*WHAT TO DO*. From start to end, write out the following data exactly, apart from its images.

*ENTRIES SUPPLIED*.
....
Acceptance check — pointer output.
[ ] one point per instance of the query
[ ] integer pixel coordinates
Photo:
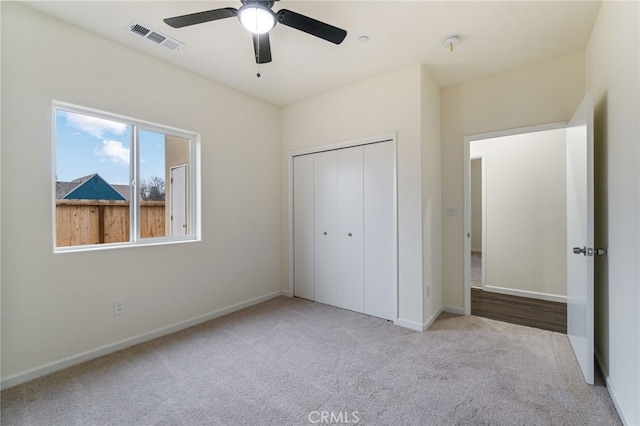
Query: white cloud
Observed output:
....
*REPLY TO THE EXERCISE*.
Acceptance check — pointer output.
[ ] one point per instance of the query
[ ] integer pixel coordinates
Photo:
Query: white cloud
Observed output:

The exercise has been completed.